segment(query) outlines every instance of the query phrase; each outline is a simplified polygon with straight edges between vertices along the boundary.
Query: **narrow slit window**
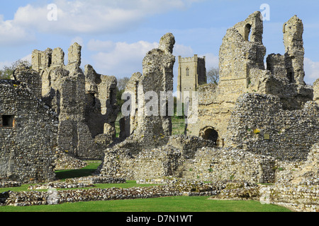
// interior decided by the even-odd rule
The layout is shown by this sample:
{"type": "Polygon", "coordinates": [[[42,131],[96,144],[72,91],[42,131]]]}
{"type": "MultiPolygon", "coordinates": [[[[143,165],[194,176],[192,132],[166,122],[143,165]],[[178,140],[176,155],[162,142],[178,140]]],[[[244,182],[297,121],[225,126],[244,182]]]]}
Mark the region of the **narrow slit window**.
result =
{"type": "Polygon", "coordinates": [[[2,115],[2,126],[13,127],[14,115],[2,115]]]}
{"type": "Polygon", "coordinates": [[[186,68],[186,76],[189,76],[189,69],[186,68]]]}

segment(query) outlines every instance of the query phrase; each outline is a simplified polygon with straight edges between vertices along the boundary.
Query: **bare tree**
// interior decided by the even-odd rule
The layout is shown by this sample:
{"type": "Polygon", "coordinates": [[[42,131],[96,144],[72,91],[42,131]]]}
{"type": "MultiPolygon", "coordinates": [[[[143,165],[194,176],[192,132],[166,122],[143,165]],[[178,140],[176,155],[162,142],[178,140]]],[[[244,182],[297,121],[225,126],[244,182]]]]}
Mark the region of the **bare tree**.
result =
{"type": "Polygon", "coordinates": [[[218,84],[219,81],[219,68],[211,67],[208,71],[207,71],[207,82],[208,83],[218,84]]]}

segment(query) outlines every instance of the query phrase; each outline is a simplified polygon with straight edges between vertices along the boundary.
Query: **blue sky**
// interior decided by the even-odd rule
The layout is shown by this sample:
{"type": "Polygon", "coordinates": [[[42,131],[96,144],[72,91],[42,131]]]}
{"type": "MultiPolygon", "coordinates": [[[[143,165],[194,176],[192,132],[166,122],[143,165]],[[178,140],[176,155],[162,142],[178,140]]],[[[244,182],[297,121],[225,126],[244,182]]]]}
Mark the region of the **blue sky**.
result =
{"type": "MultiPolygon", "coordinates": [[[[177,42],[175,56],[206,56],[209,69],[218,66],[226,30],[262,11],[263,4],[270,13],[264,22],[267,55],[284,54],[283,24],[294,15],[303,20],[305,81],[311,84],[319,78],[319,2],[315,0],[1,1],[0,67],[30,59],[33,49],[47,47],[62,48],[67,61],[68,47],[77,42],[82,46],[82,67],[89,64],[101,74],[130,77],[142,72],[146,52],[169,32],[177,42]],[[47,19],[50,4],[57,7],[56,20],[47,19]]],[[[177,64],[177,59],[176,69],[177,64]]],[[[174,77],[176,83],[176,70],[174,77]]]]}

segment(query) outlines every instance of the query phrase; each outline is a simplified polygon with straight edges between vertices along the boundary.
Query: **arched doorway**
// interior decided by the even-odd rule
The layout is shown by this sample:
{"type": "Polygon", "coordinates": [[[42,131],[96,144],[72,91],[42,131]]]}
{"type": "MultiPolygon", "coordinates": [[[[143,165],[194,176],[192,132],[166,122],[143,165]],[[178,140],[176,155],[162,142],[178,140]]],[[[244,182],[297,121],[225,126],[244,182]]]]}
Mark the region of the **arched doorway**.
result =
{"type": "Polygon", "coordinates": [[[201,136],[205,140],[212,141],[217,145],[218,133],[211,126],[204,128],[200,133],[201,136]]]}

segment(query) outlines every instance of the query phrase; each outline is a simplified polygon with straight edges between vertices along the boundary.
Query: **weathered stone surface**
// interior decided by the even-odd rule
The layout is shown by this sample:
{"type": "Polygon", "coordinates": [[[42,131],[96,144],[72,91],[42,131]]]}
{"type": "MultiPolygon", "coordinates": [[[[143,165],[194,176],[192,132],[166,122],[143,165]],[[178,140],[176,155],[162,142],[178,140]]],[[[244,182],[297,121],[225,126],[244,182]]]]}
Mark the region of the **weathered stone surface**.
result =
{"type": "Polygon", "coordinates": [[[313,83],[313,100],[319,105],[319,78],[313,83]]]}
{"type": "Polygon", "coordinates": [[[33,68],[42,77],[43,100],[59,116],[59,149],[81,159],[97,160],[114,138],[119,110],[117,81],[114,76],[97,73],[91,65],[85,66],[83,72],[79,68],[81,49],[77,43],[69,48],[67,65],[61,48],[35,50],[33,68]]]}
{"type": "Polygon", "coordinates": [[[289,111],[277,96],[244,94],[228,124],[226,144],[281,160],[304,161],[319,139],[318,119],[319,106],[313,101],[289,111]]]}
{"type": "Polygon", "coordinates": [[[260,12],[254,12],[227,30],[219,54],[220,82],[217,87],[198,88],[198,119],[187,125],[189,135],[205,137],[208,129],[218,134],[216,142],[223,146],[236,101],[247,93],[276,95],[289,110],[301,109],[313,100],[313,88],[303,82],[301,20],[294,16],[285,23],[286,53],[268,56],[267,70],[262,23],[260,12]]]}
{"type": "MultiPolygon", "coordinates": [[[[19,69],[17,74],[27,82],[39,76],[29,69],[19,69]]],[[[33,85],[0,80],[1,180],[34,183],[55,177],[57,118],[29,88],[33,85]]]]}
{"type": "MultiPolygon", "coordinates": [[[[172,134],[172,119],[166,114],[161,115],[160,100],[161,92],[172,92],[172,95],[175,56],[172,52],[174,44],[172,34],[164,35],[161,38],[159,48],[148,52],[144,58],[142,73],[134,73],[125,88],[125,92],[130,94],[132,106],[130,116],[125,117],[125,134],[129,134],[133,139],[138,138],[143,145],[155,147],[157,142],[154,136],[172,134]],[[147,96],[148,92],[156,95],[157,99],[155,100],[158,100],[157,106],[152,110],[145,107],[150,99],[147,96]],[[147,114],[147,111],[151,112],[147,114]]],[[[168,98],[164,100],[166,105],[168,98]]]]}

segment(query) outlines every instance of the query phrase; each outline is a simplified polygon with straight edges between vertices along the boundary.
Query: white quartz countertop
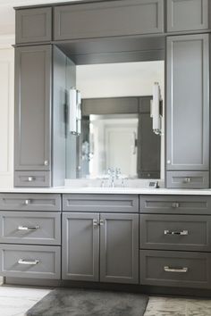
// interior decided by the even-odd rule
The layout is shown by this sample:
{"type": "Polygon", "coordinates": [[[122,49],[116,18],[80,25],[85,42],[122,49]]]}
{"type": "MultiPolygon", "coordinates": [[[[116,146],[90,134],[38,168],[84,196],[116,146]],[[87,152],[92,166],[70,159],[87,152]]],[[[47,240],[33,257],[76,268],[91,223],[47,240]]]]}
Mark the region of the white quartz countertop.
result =
{"type": "Polygon", "coordinates": [[[11,187],[0,188],[0,193],[58,193],[58,194],[118,194],[118,195],[210,195],[211,189],[170,189],[148,187],[11,187]]]}

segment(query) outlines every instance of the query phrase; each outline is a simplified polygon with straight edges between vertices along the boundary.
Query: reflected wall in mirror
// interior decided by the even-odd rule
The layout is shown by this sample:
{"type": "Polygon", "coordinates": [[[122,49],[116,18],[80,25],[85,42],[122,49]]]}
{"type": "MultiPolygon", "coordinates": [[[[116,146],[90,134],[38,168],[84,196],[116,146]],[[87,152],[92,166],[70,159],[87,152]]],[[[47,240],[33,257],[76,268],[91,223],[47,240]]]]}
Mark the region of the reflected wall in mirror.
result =
{"type": "Polygon", "coordinates": [[[111,168],[124,178],[164,179],[164,129],[156,135],[150,117],[155,81],[164,96],[164,62],[76,68],[81,134],[71,137],[76,152],[67,178],[105,178],[111,168]]]}

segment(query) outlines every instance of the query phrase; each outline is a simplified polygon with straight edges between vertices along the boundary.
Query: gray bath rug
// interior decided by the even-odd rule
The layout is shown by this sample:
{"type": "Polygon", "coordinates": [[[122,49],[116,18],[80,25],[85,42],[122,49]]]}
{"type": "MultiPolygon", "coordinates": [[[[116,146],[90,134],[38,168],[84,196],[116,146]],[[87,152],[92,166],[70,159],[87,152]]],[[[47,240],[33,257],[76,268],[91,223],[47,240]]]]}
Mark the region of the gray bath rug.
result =
{"type": "Polygon", "coordinates": [[[58,288],[37,303],[27,316],[142,316],[148,301],[141,294],[58,288]]]}

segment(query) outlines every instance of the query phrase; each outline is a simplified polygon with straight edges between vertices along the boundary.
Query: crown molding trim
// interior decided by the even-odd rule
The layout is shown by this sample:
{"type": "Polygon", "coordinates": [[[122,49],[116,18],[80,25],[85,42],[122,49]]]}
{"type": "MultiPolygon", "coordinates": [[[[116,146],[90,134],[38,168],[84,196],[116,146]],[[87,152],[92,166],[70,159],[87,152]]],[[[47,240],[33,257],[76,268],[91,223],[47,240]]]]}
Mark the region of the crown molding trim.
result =
{"type": "Polygon", "coordinates": [[[14,34],[0,35],[0,48],[12,48],[14,38],[14,34]]]}

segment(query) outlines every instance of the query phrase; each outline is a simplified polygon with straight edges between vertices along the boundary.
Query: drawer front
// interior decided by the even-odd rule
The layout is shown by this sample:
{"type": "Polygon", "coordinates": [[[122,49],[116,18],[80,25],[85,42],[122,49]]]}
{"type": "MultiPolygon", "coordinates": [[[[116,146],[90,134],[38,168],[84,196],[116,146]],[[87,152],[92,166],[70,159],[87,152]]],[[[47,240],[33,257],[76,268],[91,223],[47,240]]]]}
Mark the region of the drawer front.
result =
{"type": "Polygon", "coordinates": [[[211,251],[211,216],[140,215],[142,249],[211,251]]]}
{"type": "Polygon", "coordinates": [[[140,195],[139,212],[142,213],[211,215],[211,196],[140,195]]]}
{"type": "Polygon", "coordinates": [[[208,171],[167,171],[168,188],[208,188],[208,171]]]}
{"type": "Polygon", "coordinates": [[[52,9],[34,8],[16,11],[16,43],[50,41],[52,9]]]}
{"type": "Polygon", "coordinates": [[[14,187],[51,187],[50,171],[14,171],[14,187]]]}
{"type": "Polygon", "coordinates": [[[63,195],[65,212],[138,212],[138,195],[63,195]]]}
{"type": "Polygon", "coordinates": [[[3,211],[61,211],[61,195],[52,194],[0,194],[3,211]]]}
{"type": "Polygon", "coordinates": [[[46,245],[0,245],[4,277],[60,279],[61,248],[46,245]]]}
{"type": "Polygon", "coordinates": [[[167,31],[208,29],[208,0],[168,0],[167,31]]]}
{"type": "Polygon", "coordinates": [[[124,0],[55,8],[55,40],[161,33],[163,0],[124,0]]]}
{"type": "Polygon", "coordinates": [[[210,288],[211,254],[140,250],[141,285],[210,288]]]}
{"type": "Polygon", "coordinates": [[[0,243],[61,245],[61,213],[0,212],[0,243]]]}

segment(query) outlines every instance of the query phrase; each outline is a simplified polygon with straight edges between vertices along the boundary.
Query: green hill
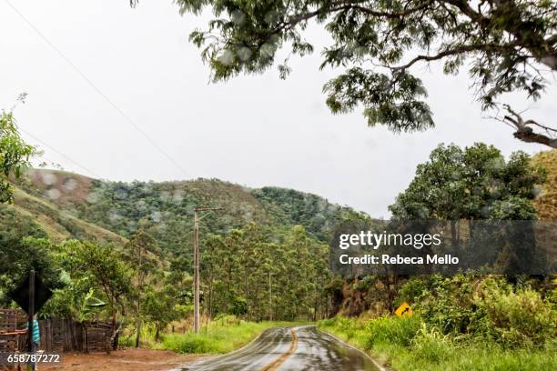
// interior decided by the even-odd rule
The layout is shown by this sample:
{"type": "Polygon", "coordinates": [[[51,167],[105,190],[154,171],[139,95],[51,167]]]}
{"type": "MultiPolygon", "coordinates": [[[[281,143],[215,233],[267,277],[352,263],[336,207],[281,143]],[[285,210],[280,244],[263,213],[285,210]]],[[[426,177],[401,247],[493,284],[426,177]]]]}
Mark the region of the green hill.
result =
{"type": "Polygon", "coordinates": [[[0,216],[19,220],[22,231],[55,241],[73,237],[123,244],[141,226],[163,252],[178,254],[190,248],[196,206],[223,208],[204,218],[204,236],[255,222],[275,230],[302,225],[321,242],[329,241],[336,221],[355,213],[292,189],[251,189],[218,179],[111,182],[34,169],[18,182],[14,205],[0,206],[0,216]]]}

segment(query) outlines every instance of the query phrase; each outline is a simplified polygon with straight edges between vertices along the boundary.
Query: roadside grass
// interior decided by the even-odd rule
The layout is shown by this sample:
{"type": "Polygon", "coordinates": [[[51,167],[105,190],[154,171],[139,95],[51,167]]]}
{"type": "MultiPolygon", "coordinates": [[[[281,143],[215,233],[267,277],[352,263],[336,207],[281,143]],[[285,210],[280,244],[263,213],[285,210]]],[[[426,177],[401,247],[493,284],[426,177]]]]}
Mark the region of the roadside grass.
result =
{"type": "Polygon", "coordinates": [[[372,320],[335,317],[319,327],[398,371],[557,369],[554,339],[542,348],[505,349],[489,339],[455,339],[419,316],[372,320]]]}
{"type": "Polygon", "coordinates": [[[263,330],[280,326],[298,326],[292,322],[246,322],[238,324],[210,325],[199,334],[168,334],[162,336],[158,349],[177,353],[222,354],[238,349],[256,338],[263,330]]]}

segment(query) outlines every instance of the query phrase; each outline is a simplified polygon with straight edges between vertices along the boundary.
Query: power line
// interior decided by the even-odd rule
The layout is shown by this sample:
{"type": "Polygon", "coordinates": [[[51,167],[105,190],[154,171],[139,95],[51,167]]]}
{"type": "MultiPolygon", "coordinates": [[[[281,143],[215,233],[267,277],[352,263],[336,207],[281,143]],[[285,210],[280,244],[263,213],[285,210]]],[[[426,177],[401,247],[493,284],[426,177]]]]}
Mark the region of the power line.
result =
{"type": "Polygon", "coordinates": [[[96,92],[98,93],[99,95],[101,95],[103,97],[103,99],[105,99],[105,101],[106,101],[106,103],[108,103],[110,105],[112,105],[112,107],[114,109],[116,110],[116,112],[129,124],[132,125],[132,127],[134,127],[137,132],[139,132],[147,140],[147,142],[149,142],[151,144],[151,145],[153,145],[158,152],[160,152],[165,157],[167,157],[167,159],[168,161],[170,161],[177,168],[178,168],[187,177],[189,177],[189,175],[187,174],[187,172],[177,163],[177,161],[176,161],[174,158],[172,158],[172,156],[170,155],[168,155],[168,153],[167,153],[167,151],[165,151],[160,145],[158,145],[153,139],[151,139],[149,137],[149,135],[147,135],[147,133],[145,131],[143,131],[135,122],[134,120],[132,120],[127,115],[126,115],[124,113],[124,111],[122,111],[120,109],[120,107],[118,107],[114,102],[112,102],[112,100],[110,100],[108,98],[108,96],[106,96],[106,95],[105,95],[98,87],[96,87],[96,85],[95,84],[93,84],[93,82],[83,73],[81,72],[81,70],[79,68],[77,68],[77,66],[67,57],[66,56],[66,55],[64,53],[62,53],[62,51],[60,49],[58,49],[58,47],[56,47],[56,45],[55,45],[48,38],[46,38],[46,36],[45,36],[45,35],[43,35],[43,33],[41,33],[41,31],[36,28],[32,23],[31,21],[29,21],[15,6],[14,6],[12,5],[12,3],[9,0],[5,0],[5,2],[8,5],[9,7],[12,8],[12,10],[14,10],[14,12],[15,12],[17,14],[17,15],[19,15],[19,17],[25,22],[26,23],[35,33],[36,35],[39,35],[39,37],[41,37],[43,39],[43,41],[45,41],[46,44],[48,44],[48,45],[50,45],[50,47],[52,47],[70,66],[72,66],[72,68],[74,68],[74,70],[81,76],[83,77],[83,79],[96,92]]]}
{"type": "Polygon", "coordinates": [[[41,139],[37,138],[35,135],[32,135],[31,133],[29,133],[28,131],[19,127],[19,130],[21,130],[22,132],[25,133],[27,135],[31,136],[33,139],[36,140],[37,142],[39,142],[41,145],[45,145],[46,147],[50,148],[52,151],[56,152],[56,154],[58,154],[59,155],[61,155],[62,157],[66,158],[66,160],[68,160],[69,162],[71,162],[72,164],[81,167],[83,170],[86,171],[87,173],[91,174],[92,175],[94,175],[95,177],[96,177],[97,179],[101,179],[101,176],[95,174],[94,171],[89,170],[88,168],[86,168],[86,166],[84,166],[83,165],[80,165],[78,162],[73,160],[71,157],[64,155],[62,152],[58,151],[57,149],[56,149],[55,147],[53,147],[52,145],[45,143],[44,141],[42,141],[41,139]]]}

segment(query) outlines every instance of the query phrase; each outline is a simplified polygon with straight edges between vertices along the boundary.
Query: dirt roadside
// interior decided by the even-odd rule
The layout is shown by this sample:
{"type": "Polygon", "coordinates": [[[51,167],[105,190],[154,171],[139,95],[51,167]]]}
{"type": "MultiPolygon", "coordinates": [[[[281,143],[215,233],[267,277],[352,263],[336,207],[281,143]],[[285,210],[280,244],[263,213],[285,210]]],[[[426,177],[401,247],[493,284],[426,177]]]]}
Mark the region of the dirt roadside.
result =
{"type": "Polygon", "coordinates": [[[168,371],[198,359],[195,355],[178,355],[166,350],[122,349],[112,352],[92,354],[66,353],[62,364],[43,365],[39,371],[168,371]]]}

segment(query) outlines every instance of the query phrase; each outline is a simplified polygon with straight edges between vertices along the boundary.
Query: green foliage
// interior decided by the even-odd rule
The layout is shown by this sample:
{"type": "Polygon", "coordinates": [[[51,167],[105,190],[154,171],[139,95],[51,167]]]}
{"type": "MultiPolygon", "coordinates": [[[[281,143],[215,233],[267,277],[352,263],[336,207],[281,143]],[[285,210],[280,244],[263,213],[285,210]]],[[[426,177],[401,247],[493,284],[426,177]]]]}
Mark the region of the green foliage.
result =
{"type": "Polygon", "coordinates": [[[19,135],[14,114],[0,112],[0,204],[13,200],[9,177],[20,176],[34,152],[35,148],[19,135]]]}
{"type": "Polygon", "coordinates": [[[271,242],[273,232],[250,224],[207,242],[201,267],[209,316],[295,320],[324,315],[328,246],[301,226],[280,236],[279,243],[271,242]]]}
{"type": "Polygon", "coordinates": [[[63,286],[49,246],[48,240],[33,236],[0,245],[0,306],[9,306],[11,300],[5,294],[23,282],[32,269],[52,288],[63,286]]]}
{"type": "MultiPolygon", "coordinates": [[[[276,63],[280,49],[289,56],[278,63],[285,78],[290,55],[305,56],[314,46],[304,38],[311,20],[323,25],[332,44],[322,50],[321,68],[345,67],[327,83],[327,104],[333,113],[363,106],[370,125],[415,131],[433,125],[424,101],[427,92],[412,67],[443,63],[445,74],[467,66],[471,86],[484,110],[511,91],[538,99],[550,81],[540,65],[557,70],[557,16],[551,1],[371,0],[365,2],[177,0],[180,14],[214,18],[190,41],[215,81],[241,73],[261,73],[276,63]]],[[[515,124],[515,137],[557,145],[535,126],[515,124]]]]}
{"type": "Polygon", "coordinates": [[[284,322],[245,322],[238,325],[210,325],[201,333],[171,334],[163,337],[161,348],[177,353],[219,354],[238,349],[253,340],[261,331],[285,326],[284,322]]]}
{"type": "Polygon", "coordinates": [[[68,240],[57,245],[56,251],[57,264],[71,278],[66,291],[58,293],[59,311],[81,316],[76,311],[86,303],[91,288],[102,293],[113,316],[118,309],[124,310],[132,290],[132,272],[112,246],[68,240]]]}
{"type": "Polygon", "coordinates": [[[400,291],[413,295],[415,309],[442,334],[489,338],[506,347],[543,346],[557,336],[555,309],[528,286],[513,287],[501,276],[473,275],[418,281],[400,291]]]}
{"type": "Polygon", "coordinates": [[[532,200],[544,180],[545,173],[522,152],[505,161],[492,145],[440,145],[389,208],[409,220],[535,219],[532,200]]]}
{"type": "Polygon", "coordinates": [[[319,326],[400,371],[545,370],[557,366],[555,345],[506,349],[490,337],[445,335],[419,316],[375,319],[334,317],[319,326]]]}

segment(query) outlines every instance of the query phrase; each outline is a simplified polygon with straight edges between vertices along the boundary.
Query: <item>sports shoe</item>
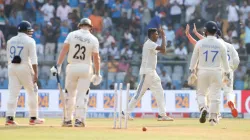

==========

_WHAT IS ASKED_
Extract every line of the entries above that contains the word "molding".

_TASK OUTPUT_
Query: crown molding trim
Mark the region of the crown molding trim.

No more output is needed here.